-- DATA EXCERPTS follows --

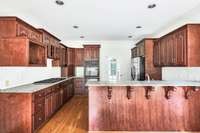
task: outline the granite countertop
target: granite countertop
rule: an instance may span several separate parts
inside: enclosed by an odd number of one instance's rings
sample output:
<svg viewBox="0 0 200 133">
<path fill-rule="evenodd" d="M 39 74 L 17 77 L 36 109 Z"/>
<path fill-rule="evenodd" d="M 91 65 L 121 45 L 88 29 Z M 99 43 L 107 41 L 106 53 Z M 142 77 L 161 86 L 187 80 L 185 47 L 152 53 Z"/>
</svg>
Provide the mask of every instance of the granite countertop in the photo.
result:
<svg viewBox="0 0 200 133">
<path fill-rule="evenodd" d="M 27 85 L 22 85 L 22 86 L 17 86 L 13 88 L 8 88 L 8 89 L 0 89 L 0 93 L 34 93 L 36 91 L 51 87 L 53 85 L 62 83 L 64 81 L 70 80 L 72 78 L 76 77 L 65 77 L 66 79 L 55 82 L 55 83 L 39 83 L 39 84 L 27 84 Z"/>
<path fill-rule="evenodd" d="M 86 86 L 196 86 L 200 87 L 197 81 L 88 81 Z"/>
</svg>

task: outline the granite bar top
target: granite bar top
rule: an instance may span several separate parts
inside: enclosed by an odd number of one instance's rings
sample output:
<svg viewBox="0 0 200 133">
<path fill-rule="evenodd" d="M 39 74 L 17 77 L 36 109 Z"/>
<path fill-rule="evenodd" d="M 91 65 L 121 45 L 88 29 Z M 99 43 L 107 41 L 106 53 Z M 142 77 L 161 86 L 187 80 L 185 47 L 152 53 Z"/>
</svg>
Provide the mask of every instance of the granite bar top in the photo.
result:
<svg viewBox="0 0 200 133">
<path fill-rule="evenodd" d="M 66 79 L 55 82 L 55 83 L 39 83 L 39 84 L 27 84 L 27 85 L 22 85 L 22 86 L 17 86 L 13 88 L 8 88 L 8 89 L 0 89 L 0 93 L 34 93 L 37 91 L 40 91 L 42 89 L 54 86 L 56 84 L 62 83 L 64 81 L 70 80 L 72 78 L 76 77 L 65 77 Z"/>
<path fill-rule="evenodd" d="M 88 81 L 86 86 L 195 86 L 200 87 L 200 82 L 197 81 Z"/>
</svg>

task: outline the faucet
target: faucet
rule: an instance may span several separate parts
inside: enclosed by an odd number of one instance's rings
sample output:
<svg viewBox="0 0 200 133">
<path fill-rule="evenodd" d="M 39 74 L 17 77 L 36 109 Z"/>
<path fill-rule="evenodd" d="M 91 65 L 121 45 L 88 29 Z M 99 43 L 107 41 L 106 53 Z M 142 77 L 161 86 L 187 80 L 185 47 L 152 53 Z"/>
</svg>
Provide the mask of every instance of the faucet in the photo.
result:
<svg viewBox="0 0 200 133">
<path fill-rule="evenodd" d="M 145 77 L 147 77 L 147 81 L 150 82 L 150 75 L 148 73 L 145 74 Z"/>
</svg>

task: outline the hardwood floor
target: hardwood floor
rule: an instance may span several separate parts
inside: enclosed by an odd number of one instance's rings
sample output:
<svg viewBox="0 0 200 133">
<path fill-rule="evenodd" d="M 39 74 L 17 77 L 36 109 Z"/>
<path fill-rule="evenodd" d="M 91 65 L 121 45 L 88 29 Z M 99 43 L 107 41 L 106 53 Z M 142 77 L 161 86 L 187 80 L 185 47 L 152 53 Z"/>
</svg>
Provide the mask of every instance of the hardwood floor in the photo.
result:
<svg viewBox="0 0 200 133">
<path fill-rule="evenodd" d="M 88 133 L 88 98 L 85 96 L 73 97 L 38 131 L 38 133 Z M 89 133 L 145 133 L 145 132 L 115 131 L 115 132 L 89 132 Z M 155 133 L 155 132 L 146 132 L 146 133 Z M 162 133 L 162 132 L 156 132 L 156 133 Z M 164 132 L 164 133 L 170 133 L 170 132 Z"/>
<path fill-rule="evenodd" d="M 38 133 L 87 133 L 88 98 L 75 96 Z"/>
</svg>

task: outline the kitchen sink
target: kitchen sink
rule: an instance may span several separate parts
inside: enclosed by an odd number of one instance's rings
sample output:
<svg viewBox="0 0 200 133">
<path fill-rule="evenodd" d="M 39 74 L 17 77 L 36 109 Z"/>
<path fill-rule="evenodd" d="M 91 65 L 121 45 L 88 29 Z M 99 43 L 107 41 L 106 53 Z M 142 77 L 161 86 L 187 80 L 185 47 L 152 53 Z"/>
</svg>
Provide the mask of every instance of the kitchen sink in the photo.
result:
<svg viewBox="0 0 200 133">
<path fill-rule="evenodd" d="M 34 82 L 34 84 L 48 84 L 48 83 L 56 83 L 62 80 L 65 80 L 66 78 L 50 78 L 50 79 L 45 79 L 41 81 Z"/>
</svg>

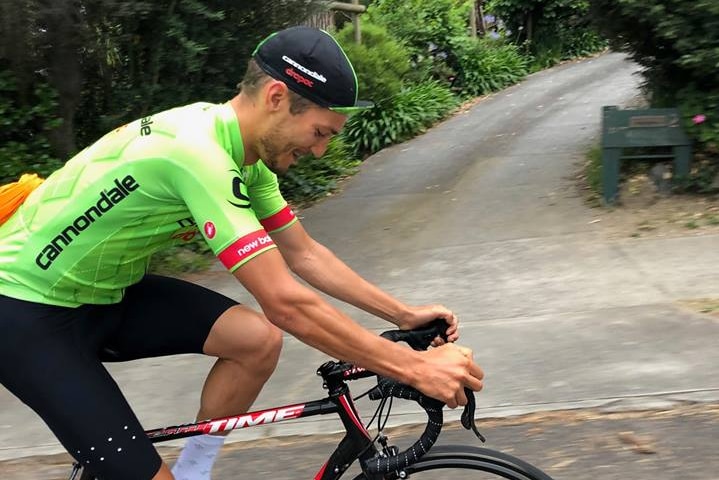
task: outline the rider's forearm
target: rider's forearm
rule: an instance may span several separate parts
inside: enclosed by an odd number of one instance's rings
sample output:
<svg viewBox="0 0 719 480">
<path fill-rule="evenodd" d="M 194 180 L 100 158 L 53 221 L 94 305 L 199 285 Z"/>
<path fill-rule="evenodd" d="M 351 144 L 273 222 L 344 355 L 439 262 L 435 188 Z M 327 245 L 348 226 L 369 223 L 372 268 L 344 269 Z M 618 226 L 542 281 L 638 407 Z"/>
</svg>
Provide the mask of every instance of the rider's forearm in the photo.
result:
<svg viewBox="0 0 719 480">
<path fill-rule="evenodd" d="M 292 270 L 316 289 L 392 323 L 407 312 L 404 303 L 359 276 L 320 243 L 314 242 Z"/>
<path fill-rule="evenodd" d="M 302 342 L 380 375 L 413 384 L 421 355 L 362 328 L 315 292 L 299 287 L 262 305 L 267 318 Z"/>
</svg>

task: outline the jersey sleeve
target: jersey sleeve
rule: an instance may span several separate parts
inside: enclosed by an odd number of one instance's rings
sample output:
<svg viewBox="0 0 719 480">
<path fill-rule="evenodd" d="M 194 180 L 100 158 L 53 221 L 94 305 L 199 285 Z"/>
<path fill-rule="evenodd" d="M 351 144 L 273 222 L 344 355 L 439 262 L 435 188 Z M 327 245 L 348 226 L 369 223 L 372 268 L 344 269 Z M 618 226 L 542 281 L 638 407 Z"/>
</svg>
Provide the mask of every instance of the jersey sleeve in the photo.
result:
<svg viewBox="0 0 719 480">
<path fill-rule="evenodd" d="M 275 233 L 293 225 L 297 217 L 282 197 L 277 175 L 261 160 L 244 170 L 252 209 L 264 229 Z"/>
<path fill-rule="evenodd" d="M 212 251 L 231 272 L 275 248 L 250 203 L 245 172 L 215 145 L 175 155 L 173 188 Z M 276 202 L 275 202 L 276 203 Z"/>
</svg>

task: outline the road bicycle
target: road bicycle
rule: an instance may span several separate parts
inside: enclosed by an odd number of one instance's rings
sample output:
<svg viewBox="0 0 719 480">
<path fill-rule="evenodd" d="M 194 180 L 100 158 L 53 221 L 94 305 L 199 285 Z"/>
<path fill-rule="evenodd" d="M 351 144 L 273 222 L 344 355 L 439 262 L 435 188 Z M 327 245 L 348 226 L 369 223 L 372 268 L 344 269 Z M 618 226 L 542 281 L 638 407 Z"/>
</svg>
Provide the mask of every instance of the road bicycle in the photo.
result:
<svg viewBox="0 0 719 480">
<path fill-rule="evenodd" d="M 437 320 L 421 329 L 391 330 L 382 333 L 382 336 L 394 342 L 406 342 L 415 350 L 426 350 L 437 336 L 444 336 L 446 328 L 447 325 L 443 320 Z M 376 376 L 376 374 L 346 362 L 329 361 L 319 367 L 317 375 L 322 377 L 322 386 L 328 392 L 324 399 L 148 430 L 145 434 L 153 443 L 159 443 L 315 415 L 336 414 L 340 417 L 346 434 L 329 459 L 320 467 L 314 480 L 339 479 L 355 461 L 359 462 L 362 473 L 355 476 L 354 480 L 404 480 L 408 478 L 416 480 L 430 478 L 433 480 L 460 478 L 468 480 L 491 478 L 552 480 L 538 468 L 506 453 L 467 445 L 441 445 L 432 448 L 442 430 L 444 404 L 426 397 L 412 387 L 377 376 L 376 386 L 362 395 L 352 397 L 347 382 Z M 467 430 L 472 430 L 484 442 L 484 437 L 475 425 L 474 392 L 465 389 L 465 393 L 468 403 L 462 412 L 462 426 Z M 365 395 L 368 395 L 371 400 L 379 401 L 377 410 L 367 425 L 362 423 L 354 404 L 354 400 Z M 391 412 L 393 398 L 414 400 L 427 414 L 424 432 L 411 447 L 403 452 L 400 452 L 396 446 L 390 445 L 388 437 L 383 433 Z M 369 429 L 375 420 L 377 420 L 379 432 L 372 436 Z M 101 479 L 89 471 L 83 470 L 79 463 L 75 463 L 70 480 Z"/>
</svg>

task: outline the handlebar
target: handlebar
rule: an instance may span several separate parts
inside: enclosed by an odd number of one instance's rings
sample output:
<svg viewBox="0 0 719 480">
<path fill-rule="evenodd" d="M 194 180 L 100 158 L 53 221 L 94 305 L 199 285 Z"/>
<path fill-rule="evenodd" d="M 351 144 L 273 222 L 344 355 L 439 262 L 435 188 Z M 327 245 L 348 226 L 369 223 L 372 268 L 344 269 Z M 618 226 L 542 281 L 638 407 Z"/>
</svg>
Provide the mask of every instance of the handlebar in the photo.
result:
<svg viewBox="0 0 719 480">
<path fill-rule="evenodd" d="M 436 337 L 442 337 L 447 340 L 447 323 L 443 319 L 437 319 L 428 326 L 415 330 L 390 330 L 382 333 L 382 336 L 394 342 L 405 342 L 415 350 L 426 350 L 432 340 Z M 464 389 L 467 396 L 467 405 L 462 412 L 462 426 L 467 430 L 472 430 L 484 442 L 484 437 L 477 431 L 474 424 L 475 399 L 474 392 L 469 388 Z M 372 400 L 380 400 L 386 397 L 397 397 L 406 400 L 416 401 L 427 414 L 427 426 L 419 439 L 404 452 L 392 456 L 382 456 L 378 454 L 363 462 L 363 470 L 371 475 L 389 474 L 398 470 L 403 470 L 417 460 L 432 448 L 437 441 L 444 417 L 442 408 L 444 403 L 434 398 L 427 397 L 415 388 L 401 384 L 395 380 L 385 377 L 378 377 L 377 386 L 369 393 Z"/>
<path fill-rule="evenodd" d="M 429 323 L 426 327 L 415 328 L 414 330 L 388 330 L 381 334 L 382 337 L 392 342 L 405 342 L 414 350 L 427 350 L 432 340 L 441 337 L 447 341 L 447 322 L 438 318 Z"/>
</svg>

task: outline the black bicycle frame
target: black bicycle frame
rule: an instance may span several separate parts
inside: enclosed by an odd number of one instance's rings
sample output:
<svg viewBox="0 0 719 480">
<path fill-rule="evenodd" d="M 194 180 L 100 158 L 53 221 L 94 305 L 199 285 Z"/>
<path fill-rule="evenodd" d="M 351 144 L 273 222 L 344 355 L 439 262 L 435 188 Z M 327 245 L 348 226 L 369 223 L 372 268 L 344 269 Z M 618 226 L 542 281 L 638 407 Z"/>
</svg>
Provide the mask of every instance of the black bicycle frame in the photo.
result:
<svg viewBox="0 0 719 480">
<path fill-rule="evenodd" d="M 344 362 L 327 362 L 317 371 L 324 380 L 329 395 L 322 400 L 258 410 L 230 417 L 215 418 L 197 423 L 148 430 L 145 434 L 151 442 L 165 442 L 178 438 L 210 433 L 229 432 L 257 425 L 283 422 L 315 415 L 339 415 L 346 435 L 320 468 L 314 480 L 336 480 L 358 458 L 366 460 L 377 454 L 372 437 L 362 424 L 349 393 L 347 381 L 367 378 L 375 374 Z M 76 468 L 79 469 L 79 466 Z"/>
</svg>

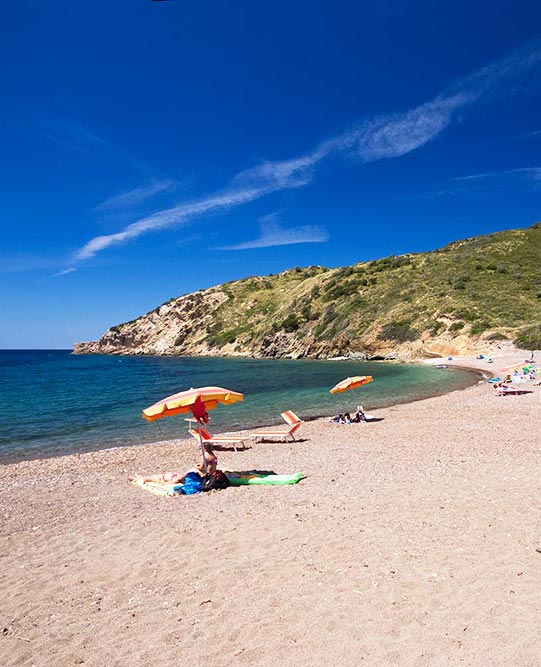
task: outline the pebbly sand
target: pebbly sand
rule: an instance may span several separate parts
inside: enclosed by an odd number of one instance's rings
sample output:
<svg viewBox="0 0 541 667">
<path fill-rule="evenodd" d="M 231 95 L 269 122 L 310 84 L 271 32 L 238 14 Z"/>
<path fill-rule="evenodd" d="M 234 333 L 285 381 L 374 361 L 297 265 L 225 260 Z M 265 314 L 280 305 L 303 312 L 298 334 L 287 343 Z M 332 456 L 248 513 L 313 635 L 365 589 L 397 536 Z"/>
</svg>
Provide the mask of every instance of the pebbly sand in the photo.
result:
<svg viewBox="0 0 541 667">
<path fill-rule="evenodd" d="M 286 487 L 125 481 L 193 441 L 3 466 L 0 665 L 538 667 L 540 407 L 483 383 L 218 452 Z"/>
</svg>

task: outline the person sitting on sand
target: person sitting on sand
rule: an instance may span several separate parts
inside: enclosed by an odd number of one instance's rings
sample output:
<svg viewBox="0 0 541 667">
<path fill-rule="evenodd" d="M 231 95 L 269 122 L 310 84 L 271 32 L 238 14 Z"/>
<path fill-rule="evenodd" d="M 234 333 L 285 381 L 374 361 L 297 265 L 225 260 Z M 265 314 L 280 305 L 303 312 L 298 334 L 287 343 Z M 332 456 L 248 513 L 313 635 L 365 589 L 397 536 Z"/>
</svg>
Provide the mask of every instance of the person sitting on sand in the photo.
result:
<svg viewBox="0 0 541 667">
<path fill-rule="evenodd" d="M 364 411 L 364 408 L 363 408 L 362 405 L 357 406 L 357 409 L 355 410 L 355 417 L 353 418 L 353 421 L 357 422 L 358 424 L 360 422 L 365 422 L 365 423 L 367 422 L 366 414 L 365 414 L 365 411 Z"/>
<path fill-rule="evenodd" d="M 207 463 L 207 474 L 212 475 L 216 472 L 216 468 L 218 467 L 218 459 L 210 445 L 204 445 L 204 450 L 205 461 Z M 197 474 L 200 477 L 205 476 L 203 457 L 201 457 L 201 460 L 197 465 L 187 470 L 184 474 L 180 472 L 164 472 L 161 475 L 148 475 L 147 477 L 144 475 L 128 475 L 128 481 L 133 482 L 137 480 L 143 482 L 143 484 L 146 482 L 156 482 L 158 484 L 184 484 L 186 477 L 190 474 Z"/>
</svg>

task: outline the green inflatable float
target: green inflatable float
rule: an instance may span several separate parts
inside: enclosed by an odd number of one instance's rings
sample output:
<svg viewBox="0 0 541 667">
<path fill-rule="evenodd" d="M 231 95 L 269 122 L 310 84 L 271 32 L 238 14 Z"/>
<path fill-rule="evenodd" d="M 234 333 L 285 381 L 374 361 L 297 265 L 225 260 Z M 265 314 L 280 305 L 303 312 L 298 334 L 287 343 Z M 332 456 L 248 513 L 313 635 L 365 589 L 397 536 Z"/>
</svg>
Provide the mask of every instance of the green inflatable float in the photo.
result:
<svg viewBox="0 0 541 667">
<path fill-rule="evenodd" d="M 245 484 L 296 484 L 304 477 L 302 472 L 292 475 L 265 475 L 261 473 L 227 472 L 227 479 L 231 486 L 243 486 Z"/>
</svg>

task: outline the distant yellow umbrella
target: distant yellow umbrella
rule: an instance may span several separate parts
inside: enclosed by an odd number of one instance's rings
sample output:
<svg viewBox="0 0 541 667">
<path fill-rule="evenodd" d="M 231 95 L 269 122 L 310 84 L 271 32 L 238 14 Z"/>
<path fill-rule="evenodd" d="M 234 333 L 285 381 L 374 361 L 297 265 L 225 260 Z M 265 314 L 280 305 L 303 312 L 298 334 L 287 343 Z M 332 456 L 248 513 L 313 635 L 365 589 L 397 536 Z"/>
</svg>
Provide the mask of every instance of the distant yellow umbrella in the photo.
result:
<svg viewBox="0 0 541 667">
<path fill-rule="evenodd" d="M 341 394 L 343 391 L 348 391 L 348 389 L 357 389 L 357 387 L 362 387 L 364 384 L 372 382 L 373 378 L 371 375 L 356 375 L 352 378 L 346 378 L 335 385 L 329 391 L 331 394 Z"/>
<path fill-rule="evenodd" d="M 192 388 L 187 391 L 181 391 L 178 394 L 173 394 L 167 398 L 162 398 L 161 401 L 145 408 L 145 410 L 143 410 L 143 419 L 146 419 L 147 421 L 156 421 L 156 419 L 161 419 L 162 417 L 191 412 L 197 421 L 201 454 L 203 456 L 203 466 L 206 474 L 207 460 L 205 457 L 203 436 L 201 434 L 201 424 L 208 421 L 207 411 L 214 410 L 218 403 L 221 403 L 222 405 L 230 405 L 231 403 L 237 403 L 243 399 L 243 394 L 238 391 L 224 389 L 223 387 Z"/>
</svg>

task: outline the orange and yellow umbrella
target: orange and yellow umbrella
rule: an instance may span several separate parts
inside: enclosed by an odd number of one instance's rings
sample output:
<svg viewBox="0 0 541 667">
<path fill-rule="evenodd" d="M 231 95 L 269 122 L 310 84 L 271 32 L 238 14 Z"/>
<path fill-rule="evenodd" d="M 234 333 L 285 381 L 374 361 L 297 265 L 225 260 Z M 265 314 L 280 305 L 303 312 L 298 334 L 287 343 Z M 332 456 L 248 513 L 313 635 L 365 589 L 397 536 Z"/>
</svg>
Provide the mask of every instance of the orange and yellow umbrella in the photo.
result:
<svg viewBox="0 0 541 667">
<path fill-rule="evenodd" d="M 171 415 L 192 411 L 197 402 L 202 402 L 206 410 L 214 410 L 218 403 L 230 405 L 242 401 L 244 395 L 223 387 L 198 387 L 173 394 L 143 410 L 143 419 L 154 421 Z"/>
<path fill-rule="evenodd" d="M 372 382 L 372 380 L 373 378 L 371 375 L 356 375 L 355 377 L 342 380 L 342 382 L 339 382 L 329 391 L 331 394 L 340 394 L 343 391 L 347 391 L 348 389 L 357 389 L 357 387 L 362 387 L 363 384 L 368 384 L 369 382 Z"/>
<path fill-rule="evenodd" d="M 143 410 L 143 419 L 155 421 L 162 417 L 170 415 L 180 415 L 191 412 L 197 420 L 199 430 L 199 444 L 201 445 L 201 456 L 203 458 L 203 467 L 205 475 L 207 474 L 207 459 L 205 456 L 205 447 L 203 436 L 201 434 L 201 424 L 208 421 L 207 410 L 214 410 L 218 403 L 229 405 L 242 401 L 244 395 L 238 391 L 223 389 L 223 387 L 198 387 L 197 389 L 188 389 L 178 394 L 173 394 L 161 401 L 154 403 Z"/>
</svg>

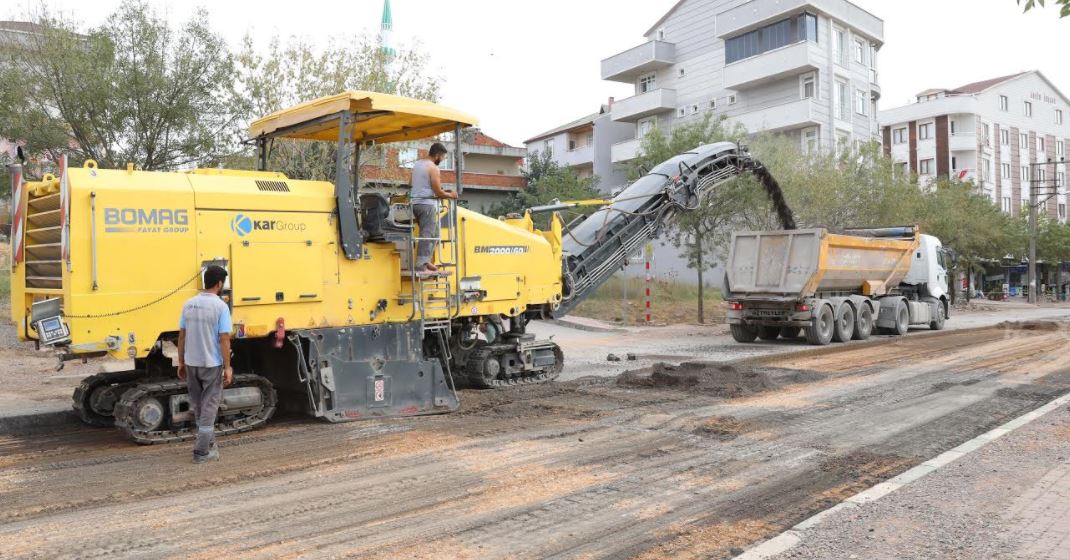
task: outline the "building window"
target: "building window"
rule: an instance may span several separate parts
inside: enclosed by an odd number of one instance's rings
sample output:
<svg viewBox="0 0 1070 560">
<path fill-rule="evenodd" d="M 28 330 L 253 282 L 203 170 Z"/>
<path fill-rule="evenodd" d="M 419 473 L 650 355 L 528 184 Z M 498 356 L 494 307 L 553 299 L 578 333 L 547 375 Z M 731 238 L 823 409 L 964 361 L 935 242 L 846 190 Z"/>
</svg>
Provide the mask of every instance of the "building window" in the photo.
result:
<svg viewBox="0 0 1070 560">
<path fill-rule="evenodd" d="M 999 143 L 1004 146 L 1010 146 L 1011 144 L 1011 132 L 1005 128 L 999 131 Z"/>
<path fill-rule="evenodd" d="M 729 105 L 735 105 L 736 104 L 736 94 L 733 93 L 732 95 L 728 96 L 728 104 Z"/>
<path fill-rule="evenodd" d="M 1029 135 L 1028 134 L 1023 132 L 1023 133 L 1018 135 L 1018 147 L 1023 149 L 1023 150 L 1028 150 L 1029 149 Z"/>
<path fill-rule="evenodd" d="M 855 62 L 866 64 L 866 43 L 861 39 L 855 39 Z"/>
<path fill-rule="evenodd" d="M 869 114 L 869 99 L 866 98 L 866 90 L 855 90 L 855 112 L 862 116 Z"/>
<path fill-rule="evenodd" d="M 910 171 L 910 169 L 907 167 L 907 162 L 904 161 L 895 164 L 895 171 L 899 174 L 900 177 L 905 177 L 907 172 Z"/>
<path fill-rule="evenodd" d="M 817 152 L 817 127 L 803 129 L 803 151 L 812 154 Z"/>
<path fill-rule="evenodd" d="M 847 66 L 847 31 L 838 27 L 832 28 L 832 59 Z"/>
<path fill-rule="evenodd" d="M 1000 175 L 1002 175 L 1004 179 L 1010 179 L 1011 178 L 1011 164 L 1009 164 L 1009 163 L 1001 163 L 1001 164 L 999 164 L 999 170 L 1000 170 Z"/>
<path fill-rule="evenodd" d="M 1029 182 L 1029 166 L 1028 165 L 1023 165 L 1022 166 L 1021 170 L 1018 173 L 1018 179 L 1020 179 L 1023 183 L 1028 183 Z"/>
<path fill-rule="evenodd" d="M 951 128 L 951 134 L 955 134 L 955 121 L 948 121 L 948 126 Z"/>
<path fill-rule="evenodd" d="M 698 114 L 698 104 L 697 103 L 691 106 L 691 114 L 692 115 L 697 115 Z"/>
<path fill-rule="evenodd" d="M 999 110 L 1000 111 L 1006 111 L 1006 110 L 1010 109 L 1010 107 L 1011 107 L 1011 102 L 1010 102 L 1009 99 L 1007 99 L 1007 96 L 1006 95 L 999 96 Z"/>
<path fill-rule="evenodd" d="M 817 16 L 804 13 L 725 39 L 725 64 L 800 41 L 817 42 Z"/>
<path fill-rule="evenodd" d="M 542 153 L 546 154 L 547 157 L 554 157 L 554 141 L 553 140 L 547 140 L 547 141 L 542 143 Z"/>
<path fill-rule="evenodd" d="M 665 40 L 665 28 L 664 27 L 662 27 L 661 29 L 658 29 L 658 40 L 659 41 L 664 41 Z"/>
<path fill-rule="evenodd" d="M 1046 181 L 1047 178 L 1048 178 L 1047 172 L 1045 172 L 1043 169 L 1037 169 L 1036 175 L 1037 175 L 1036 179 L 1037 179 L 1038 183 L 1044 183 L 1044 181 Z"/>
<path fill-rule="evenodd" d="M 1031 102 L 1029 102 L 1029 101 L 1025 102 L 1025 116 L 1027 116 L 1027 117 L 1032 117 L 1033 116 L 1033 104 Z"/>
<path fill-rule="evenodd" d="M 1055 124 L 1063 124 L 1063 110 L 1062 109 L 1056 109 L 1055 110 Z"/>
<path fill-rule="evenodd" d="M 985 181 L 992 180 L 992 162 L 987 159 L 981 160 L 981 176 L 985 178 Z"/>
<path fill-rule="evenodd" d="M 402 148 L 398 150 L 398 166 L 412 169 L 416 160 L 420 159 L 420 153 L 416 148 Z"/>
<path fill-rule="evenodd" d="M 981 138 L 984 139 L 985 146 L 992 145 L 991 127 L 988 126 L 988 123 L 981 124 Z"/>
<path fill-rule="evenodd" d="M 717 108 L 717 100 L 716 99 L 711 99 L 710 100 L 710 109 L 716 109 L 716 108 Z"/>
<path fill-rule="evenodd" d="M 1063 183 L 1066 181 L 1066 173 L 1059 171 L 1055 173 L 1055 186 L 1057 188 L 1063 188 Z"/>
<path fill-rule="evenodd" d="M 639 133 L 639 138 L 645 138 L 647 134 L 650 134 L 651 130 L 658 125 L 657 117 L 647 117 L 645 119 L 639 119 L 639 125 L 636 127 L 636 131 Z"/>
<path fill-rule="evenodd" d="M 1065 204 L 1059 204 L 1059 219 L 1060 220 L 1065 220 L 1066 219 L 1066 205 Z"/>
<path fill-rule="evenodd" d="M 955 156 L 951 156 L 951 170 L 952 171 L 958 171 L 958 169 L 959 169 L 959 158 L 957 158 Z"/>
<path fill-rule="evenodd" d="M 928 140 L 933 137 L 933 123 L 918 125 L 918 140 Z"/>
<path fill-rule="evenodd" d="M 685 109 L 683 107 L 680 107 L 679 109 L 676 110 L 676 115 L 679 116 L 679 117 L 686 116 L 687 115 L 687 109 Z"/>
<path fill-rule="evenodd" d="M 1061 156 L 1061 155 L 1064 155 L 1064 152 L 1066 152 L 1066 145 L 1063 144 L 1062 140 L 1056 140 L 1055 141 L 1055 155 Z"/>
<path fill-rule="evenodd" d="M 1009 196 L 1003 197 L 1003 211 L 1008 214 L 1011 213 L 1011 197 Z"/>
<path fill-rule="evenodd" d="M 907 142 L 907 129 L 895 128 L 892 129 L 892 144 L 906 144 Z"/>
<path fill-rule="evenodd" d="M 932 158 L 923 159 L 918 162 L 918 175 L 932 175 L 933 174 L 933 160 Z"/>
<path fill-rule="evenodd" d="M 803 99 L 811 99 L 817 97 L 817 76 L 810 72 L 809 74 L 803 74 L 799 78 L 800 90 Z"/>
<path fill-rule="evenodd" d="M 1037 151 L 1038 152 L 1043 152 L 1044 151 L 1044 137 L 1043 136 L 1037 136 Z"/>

-- DATA EXCERPTS concluded --

=== YOUR INSTRUCTIONS ===
Please report how many lines of the entries above contain the string "road". Reply with only the number.

=== RESULT FOR THIS EXERCISE ===
3